Basically, beside the doping, whether carried out from gas phase or by ion implantation of boron or other suitable dopant up to a concentration adapted to confer to the semiconducting material an electronic conductivity sufficiently high (generally corresponding to a bulk resistivity of less than 1 Ωcm), the post-deposition treatment for the generation of effective scattering centers comprise ion implantation, at relatively large fluence, with ions to be chosen according to one of the following general criteria of selection:

• • (a) ions of nonreactive chemical species capable of successively effusing as a gas from the crystal lattice of the semiconductor, typically ions of a noble gas such as for example helium;
  • (b) ions of chemical species that react with the semiconducting material generating lattice defects that will act as scattering centers and which do not remain in the crystal lattice of the semiconductor in gaseous form though effusing at least in part, part of the implanted ions remaining trapped in the crystal lattice as “decorations” of generated defects and/or of preexisting lattice defects within the bulk of the semiconducting material, as for example ions of fluorine and nitrogen;
  • (c) ions of chemical species that react with the semiconducting material generating nanosized segregations, such as for example oxygen ions.

Ion implantation is carried out at different kinetic energies, generally ranging between 40 keV and 120 keV and is followed by a post-implant heat treatment at a temperature generally comprised between 800 and 950° C., for a period of one or up to several hours.

Preferably, before proceeding to implant the specifically selected ions for creating scattering centers, a sacrificial film is deposited over the implant surface of the doped semiconductor layer. Such a sacrificial film has the double function of:

• • (a) preventing contamination of the semiconductor by impurities that may be present on the surface and which could become trapped in the semiconductor material itself through recoil phenomena during energetic ion implantation; and
  • (b) constituting a diaphragm adapted to slow-down the accelerated ions for enhancing the conditions of uniformity of lattice modifications by ion impacts damages of the crystal lattice even in the portion of the deposited semiconductor layer. These conditions of spatial shallower surface uniformity of the damages produced in the crystal lattice of the doped semiconductor layer is important in order to ensure a substantial absence of privileged phonon migration paths, in other words heat by-pass paths in the bulk of the layer of semiconducting material after completion of the post deposition treatments.

The sacrificial film may be of a substance that can be deposited or grown on the semiconducting material with a high degree of uniformity of the film thickness. A most preferred choice for making such sacrificial film is silicon oxide though films of metallic or polymeric material could also be used satisfactorily.

The dielectric layers of a material of low heat conductivity that are interposed as isolation layers between active layers of treated semiconducting material, and of which may constitute the substrate of deposition of the semiconductor, may be of a material belonging to the group composed by a mono or multi-component glass, aerogels of silicon oxide, undoped monocrystalline or polycrystalline silicon or having a low concentration of dopant such to have a practically negligible electrical conductivity, organic polymeric materials resistant to process and operation temperatures of the conversion device, or other materials having mechanical, dielectric and heat conductivity characteristics adapted to provide for the required isolation of the active layers of treated semiconducting material.

Data extract:
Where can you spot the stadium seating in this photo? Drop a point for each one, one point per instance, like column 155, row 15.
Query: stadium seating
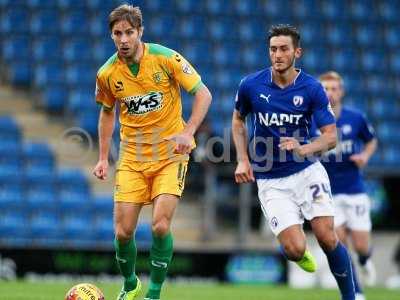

Task directions:
Extend the passage on ion-implanted semiconductor layers and their dielectric isolation layers, beginning after its last sentence.

Task response:
The characteristics of low heat conductivity of the material of the isolation layers and/or their geometry must be such to minimize any residual behavior as a heat-bridge along a direction of extension of the stacked layers from a cold side surface to a hot side surface. Therefore, cellular materials such as for example aerogels and rigid expanded material are preferred. Alternative substrate materials of substantially compact structure may be provided with slots or cavities extending in a direction orthogonal to said previously referred to direction or extension of the stacked layers, in order to reduce the equivalent cross sectional area of transmission of heat. The isolation or substrate layers of the stack may be laminate composites, multilayer wafers of different materials or a wafer of one of the above-mentioned materials, wholly coated with a layer of another material, for example a monolith of an aerogel coated with a film of polycrystalline silicon (briefly polysilicon) of few tens of nanometers thickness up to several micrometers of thickness.

Opposite sides of a generally parallelepiped stack and therefore the end surfaces of the alternately stacked layers of treated semiconductor and of isolation layers, in said direction of extension of the stacked layers, coincide with opposite terminal surfaces of a thermo-electric conversion device (one constituting the cold end surface and the other the hot end surface).

Metallizations of electrical connection are formed on said opposite side surfaces of the stack in order to connect the layers of treated semiconductor to an external circuit.

The deposited metals of electrical connection over opposite ends of the stack of may connect in parallel all the treated semiconductor layers of the stack or be patterned in order to define a plurality of groups of layers that are connected in parallel, groups of layers that may then be connected in series by electrical wires welded to a metal layer on a first end side of the stack and to a disaligned metal of a different group of parallel connected layers on the opposite end side of the stack, forming a series-parallel network of groups of layers, eventually connected, through two end terminals of the device, to an external circuit.

To this end, also the flanks of the parallelepiped stack may be coated with a passivating dielectric layer over which conductive stripes of a deposited metal layer may be defined for connecting in series distinct groups of treated semiconductor layers connected in parallel to each other by conductive stripes of metal defined on the opposite end sides of the stack.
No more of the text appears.